--- WORK INSTRUCTIONS ---
Please convert everything from the line containing "Where can the cabinet" down to the line containing "<point>73,284</point>", both included, into a Markdown table with the columns Row and Line, leaving out any blank lines.

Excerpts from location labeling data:

%%

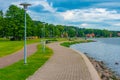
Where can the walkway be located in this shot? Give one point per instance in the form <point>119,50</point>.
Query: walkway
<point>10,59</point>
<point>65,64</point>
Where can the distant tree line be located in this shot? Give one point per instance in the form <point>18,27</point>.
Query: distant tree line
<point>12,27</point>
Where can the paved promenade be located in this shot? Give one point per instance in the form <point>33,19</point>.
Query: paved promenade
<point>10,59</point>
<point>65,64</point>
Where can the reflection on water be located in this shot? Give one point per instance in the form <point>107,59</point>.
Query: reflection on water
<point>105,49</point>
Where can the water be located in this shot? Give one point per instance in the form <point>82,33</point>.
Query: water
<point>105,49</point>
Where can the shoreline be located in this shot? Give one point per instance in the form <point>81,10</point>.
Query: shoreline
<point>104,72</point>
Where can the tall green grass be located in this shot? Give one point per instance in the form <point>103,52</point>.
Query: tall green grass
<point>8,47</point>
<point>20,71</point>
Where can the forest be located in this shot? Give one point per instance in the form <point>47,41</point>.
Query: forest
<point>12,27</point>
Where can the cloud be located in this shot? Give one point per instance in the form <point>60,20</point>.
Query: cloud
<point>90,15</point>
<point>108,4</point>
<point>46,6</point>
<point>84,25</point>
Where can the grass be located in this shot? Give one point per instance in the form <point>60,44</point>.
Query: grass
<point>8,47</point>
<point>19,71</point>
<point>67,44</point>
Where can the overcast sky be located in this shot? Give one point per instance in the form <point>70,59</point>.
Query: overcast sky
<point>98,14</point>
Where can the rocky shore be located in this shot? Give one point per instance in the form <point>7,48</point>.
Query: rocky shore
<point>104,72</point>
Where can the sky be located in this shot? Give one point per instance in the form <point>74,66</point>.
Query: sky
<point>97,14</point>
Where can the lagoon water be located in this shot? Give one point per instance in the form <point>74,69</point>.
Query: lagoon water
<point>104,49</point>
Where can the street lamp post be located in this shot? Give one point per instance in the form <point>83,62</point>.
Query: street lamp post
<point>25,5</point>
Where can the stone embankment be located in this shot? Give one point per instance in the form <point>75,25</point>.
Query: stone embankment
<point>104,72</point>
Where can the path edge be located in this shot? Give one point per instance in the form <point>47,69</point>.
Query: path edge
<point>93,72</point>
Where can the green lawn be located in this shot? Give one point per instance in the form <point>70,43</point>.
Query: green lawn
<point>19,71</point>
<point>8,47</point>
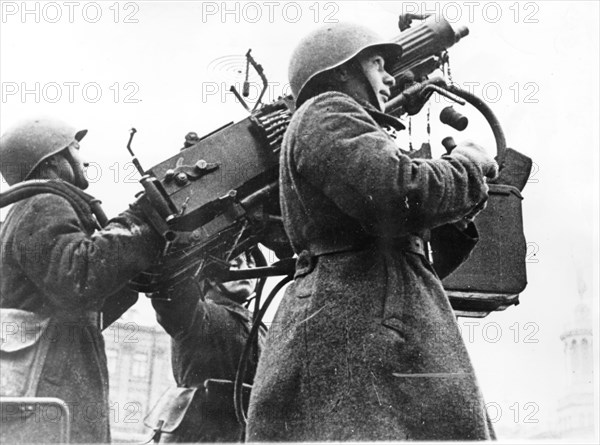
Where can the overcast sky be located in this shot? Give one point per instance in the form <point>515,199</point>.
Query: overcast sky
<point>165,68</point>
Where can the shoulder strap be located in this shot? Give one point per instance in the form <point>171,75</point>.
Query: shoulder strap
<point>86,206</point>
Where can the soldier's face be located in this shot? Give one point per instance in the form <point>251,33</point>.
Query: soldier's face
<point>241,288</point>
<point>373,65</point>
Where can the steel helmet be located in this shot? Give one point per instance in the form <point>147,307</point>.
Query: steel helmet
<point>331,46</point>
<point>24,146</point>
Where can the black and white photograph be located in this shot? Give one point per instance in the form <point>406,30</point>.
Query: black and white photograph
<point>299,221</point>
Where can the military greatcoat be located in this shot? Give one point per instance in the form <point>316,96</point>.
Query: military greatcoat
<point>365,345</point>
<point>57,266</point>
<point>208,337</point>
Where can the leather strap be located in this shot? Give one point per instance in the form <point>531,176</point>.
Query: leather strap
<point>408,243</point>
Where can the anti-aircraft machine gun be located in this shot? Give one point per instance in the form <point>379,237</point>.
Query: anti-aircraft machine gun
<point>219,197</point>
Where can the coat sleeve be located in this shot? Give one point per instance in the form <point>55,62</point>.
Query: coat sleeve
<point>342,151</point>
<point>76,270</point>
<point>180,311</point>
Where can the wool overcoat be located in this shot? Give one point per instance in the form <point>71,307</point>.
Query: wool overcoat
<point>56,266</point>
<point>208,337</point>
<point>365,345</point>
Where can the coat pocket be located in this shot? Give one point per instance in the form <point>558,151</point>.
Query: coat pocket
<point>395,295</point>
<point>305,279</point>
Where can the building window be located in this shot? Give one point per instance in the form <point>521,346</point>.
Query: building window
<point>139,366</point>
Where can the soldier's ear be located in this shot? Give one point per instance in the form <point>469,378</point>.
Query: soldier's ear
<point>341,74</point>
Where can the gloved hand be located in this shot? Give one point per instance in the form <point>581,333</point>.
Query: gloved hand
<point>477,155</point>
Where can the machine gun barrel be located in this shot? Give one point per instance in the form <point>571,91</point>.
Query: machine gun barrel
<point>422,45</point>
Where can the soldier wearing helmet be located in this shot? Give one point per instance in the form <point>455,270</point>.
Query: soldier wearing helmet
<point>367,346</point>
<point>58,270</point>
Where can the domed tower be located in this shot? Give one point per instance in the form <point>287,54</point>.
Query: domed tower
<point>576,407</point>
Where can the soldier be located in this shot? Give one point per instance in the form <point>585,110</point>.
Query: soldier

%%
%%

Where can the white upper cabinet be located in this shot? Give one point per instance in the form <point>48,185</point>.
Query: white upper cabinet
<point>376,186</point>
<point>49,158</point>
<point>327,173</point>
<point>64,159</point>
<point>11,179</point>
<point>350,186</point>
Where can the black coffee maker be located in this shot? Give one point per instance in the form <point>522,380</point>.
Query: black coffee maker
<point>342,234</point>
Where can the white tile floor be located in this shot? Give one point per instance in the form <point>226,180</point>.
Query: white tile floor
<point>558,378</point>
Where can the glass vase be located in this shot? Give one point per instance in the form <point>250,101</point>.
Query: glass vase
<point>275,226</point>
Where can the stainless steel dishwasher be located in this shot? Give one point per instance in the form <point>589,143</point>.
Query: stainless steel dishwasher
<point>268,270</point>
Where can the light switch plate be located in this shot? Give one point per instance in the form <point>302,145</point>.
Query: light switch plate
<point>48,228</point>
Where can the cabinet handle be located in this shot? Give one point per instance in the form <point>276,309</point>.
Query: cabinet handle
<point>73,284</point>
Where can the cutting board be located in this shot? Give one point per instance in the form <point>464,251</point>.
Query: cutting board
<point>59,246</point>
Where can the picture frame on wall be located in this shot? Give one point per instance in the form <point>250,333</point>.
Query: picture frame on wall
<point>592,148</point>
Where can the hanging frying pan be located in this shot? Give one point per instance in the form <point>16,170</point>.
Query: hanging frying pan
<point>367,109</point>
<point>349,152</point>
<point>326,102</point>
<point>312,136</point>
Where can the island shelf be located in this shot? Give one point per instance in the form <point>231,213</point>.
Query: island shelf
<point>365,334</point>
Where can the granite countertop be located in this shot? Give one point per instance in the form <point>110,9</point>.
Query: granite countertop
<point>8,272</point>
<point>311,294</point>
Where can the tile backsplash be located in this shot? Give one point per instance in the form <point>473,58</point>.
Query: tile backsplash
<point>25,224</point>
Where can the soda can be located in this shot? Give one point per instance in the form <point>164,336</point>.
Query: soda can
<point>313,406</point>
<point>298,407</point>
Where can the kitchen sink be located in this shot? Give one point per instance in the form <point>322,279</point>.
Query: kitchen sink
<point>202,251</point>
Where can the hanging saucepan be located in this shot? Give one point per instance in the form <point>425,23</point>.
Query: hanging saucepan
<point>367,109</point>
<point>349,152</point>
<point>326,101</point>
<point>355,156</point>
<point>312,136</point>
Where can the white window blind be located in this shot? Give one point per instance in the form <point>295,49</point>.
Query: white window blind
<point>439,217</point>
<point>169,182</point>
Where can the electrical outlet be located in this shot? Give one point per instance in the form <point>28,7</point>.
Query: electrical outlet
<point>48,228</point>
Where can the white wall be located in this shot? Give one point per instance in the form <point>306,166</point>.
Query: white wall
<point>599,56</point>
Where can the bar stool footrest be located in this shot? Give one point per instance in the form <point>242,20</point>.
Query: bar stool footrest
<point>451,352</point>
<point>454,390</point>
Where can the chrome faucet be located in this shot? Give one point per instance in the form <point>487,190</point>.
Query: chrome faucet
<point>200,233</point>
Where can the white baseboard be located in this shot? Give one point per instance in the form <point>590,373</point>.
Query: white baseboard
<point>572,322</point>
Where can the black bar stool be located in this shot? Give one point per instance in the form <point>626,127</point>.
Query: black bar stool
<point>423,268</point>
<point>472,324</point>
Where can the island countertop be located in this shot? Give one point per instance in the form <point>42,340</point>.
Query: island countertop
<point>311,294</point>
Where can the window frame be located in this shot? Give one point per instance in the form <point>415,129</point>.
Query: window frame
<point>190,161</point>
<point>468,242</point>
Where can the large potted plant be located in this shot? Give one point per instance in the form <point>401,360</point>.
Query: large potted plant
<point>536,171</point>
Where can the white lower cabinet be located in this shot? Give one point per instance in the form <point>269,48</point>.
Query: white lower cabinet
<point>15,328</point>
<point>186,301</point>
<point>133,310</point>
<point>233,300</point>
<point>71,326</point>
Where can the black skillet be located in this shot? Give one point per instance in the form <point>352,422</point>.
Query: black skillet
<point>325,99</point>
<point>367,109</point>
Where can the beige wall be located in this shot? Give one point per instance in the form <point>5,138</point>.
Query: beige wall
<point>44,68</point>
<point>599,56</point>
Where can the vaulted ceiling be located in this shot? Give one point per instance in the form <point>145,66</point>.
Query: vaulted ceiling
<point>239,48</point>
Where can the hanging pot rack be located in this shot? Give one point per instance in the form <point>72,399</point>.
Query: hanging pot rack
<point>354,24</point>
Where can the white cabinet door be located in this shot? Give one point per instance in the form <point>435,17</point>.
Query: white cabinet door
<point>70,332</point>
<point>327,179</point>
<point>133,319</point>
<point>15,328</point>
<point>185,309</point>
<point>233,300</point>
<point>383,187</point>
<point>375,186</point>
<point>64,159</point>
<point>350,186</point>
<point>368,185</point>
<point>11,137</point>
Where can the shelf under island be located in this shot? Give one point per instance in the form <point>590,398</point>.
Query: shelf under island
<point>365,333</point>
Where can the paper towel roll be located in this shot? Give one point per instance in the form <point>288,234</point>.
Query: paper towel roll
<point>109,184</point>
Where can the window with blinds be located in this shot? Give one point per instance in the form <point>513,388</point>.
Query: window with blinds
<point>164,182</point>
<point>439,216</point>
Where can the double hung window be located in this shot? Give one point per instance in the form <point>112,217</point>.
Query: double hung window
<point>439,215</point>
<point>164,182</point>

%%

--- FULL RESPONSE ---
| Row | Line |
|---|---|
| 1 | Where can the cabinet handle be located in this shot? Give one point per instance in the form <point>276,309</point>. |
| 2 | Query: cabinet handle |
| 3 | <point>73,284</point> |